Recorded data:

= = = = =

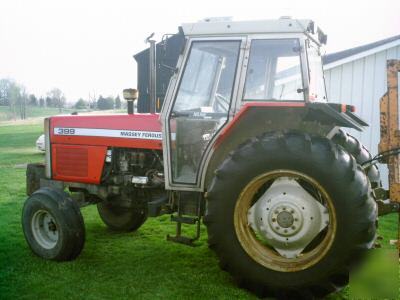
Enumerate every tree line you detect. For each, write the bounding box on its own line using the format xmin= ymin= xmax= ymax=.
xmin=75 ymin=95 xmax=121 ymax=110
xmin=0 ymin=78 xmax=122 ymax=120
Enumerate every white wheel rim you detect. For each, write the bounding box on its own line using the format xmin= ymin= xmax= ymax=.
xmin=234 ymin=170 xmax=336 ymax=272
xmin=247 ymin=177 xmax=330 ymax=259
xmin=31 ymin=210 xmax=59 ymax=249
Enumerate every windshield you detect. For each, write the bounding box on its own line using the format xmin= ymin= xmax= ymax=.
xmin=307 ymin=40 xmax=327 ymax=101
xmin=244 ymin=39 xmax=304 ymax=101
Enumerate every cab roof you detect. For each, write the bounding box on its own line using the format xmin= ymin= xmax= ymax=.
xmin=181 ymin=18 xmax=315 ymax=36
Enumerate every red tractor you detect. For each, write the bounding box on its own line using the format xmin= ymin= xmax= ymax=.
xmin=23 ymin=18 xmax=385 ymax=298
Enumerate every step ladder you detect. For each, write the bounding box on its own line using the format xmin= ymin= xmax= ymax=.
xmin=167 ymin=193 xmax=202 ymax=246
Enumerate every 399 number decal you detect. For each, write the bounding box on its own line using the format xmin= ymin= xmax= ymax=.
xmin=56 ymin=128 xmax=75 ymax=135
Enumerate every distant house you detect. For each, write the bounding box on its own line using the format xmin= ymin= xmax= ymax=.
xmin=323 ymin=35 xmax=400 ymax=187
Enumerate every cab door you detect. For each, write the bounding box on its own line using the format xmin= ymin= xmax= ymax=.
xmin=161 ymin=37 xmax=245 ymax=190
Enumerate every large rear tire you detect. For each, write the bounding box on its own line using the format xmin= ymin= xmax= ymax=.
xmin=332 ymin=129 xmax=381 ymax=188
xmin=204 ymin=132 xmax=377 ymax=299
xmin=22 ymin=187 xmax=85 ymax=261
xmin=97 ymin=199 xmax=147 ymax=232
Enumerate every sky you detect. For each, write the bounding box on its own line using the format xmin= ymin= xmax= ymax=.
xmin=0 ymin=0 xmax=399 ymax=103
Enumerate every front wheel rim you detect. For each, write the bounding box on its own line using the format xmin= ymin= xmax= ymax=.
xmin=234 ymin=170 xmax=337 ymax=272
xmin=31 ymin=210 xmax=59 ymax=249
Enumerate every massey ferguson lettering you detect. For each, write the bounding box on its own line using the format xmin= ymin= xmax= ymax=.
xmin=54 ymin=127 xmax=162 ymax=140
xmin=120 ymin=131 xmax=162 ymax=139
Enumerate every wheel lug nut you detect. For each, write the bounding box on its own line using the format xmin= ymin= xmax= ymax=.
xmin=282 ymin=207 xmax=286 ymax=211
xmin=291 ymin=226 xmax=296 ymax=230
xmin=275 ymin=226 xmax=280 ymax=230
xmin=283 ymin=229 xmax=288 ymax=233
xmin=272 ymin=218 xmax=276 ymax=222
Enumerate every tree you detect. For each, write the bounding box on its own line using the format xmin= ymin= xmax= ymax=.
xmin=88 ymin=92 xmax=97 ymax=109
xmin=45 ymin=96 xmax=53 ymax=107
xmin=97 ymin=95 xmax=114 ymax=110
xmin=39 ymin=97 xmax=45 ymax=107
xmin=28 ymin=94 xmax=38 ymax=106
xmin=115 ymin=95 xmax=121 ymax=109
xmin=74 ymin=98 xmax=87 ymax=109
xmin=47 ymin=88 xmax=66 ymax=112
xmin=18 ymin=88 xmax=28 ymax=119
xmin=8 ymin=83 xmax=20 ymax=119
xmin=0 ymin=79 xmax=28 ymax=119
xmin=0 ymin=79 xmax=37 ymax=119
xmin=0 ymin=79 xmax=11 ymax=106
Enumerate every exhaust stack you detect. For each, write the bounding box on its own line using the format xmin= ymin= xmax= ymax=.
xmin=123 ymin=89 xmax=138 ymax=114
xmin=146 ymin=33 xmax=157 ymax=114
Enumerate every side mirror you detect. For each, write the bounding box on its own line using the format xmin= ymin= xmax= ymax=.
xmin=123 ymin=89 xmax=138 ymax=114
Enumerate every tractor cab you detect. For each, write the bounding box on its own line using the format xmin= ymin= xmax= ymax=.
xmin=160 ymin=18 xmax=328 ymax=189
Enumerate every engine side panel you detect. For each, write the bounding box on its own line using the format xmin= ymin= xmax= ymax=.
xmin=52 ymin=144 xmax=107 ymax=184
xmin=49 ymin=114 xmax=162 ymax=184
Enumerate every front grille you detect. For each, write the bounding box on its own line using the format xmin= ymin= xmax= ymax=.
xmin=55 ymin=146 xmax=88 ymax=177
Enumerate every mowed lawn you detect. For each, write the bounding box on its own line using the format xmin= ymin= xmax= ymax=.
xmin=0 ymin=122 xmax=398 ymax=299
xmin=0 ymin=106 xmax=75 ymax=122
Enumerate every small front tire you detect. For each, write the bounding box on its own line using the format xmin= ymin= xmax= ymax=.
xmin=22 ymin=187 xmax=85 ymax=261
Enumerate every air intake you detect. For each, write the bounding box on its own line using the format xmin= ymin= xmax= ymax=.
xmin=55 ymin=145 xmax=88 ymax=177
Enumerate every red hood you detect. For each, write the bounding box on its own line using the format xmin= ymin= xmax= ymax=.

= = = = =

● Assignment: Although the records contain pictures, return only their text, exactly as written.

● Solution:
Enumerate every tree line you detect. For each, write the bounding box on its own line using the format xmin= ymin= xmax= ymax=.
xmin=75 ymin=95 xmax=121 ymax=110
xmin=0 ymin=78 xmax=122 ymax=120
Enumerate every white wheel rim you detect. For each, write the bounding box on its own line using the format xmin= ymin= xmax= ymax=.
xmin=234 ymin=170 xmax=336 ymax=272
xmin=247 ymin=177 xmax=330 ymax=259
xmin=31 ymin=210 xmax=59 ymax=249
Enumerate every windshield you detect. For each, write the bounding box on its own line using the format xmin= ymin= xmax= ymax=.
xmin=307 ymin=40 xmax=327 ymax=101
xmin=244 ymin=39 xmax=304 ymax=101
Enumerate every cab roof you detect. For each, write the bounding box on its own line using the format xmin= ymin= xmax= ymax=.
xmin=181 ymin=18 xmax=315 ymax=36
Enumerate every red tractor you detect. For each, write the bounding box on its own line using the format xmin= ymin= xmax= ymax=.
xmin=23 ymin=18 xmax=385 ymax=298
Enumerate every step ladder you detect. For each, write the bounding box on its own line using the format xmin= ymin= xmax= ymax=.
xmin=167 ymin=193 xmax=202 ymax=246
Enumerate every 399 number decal you detect. For each, write the bounding box on its own line using the format xmin= ymin= xmax= ymax=.
xmin=56 ymin=128 xmax=75 ymax=135
Enumerate every distant house you detect. For each, write the bounding box on its own line using the format xmin= ymin= xmax= ymax=.
xmin=323 ymin=35 xmax=400 ymax=187
Enumerate every cab door you detect. For each, write the bounding box on its own line using the format xmin= ymin= xmax= ymax=.
xmin=161 ymin=37 xmax=245 ymax=190
Enumerate every large rear tire you detect. For each, write the bounding box on its own line using the format xmin= ymin= xmax= ymax=.
xmin=332 ymin=129 xmax=381 ymax=188
xmin=204 ymin=132 xmax=377 ymax=299
xmin=22 ymin=187 xmax=85 ymax=261
xmin=97 ymin=199 xmax=147 ymax=232
Enumerate every sky you detect. For each, write the bounding box on its own line using the format xmin= ymin= xmax= ymax=.
xmin=0 ymin=0 xmax=399 ymax=103
Enumerate every front wheel rim you detect. For each, write the bounding box on its own line using the format xmin= ymin= xmax= ymax=.
xmin=234 ymin=170 xmax=337 ymax=272
xmin=31 ymin=210 xmax=59 ymax=249
Enumerate every massey ferguson lettering you detect. For each, write the bounding box on its own line using the format xmin= ymin= xmax= ymax=.
xmin=54 ymin=127 xmax=162 ymax=140
xmin=120 ymin=131 xmax=162 ymax=139
Enumerate every wheel lug nut you detect. For each, write the bounding box on its own line using the format xmin= ymin= xmax= ymax=.
xmin=282 ymin=207 xmax=286 ymax=211
xmin=291 ymin=226 xmax=296 ymax=230
xmin=275 ymin=226 xmax=280 ymax=230
xmin=283 ymin=229 xmax=288 ymax=233
xmin=272 ymin=218 xmax=276 ymax=222
Enumerate every tree you detect. For each, write the bounding box on its own line using the format xmin= ymin= xmax= ymax=.
xmin=88 ymin=92 xmax=97 ymax=109
xmin=45 ymin=96 xmax=53 ymax=107
xmin=97 ymin=95 xmax=114 ymax=110
xmin=39 ymin=97 xmax=45 ymax=107
xmin=28 ymin=94 xmax=38 ymax=106
xmin=115 ymin=95 xmax=121 ymax=109
xmin=74 ymin=98 xmax=87 ymax=109
xmin=47 ymin=88 xmax=66 ymax=112
xmin=18 ymin=88 xmax=28 ymax=119
xmin=8 ymin=83 xmax=20 ymax=119
xmin=0 ymin=79 xmax=28 ymax=119
xmin=0 ymin=79 xmax=37 ymax=119
xmin=0 ymin=79 xmax=11 ymax=106
Enumerate every exhaust stack you detect. For each, write the bounding box on its own line using the format xmin= ymin= xmax= ymax=.
xmin=123 ymin=89 xmax=138 ymax=114
xmin=146 ymin=33 xmax=157 ymax=114
Enumerate every side mirror you detect. For each, write the bounding box on its own line using the format xmin= ymin= xmax= ymax=.
xmin=123 ymin=89 xmax=138 ymax=114
Enumerate every tractor cab you detect. For each, write the bounding box on its own line using the format xmin= ymin= xmax= ymax=.
xmin=160 ymin=18 xmax=328 ymax=189
Enumerate every engine side panel you detect. For each, write the bounding box on its own line using the format xmin= ymin= xmax= ymax=.
xmin=52 ymin=144 xmax=107 ymax=184
xmin=49 ymin=114 xmax=162 ymax=184
Enumerate every front grille you detect. For each, write the bounding box on its own line using the format xmin= ymin= xmax= ymax=.
xmin=55 ymin=146 xmax=88 ymax=177
Enumerate every mowed lawn you detect. For each, write the bounding box on its own line using the format xmin= ymin= xmax= ymax=.
xmin=0 ymin=122 xmax=398 ymax=299
xmin=0 ymin=106 xmax=75 ymax=122
Enumerate every small front tire you detect. For each, write the bounding box on its own line using the format xmin= ymin= xmax= ymax=.
xmin=22 ymin=187 xmax=85 ymax=261
Enumerate every air intake you detect. For each, write the bounding box on its own line using the format xmin= ymin= xmax= ymax=.
xmin=55 ymin=145 xmax=88 ymax=177
Enumerate every red hood you detect. For each, write the bounding box on its own line using the format xmin= ymin= xmax= ymax=.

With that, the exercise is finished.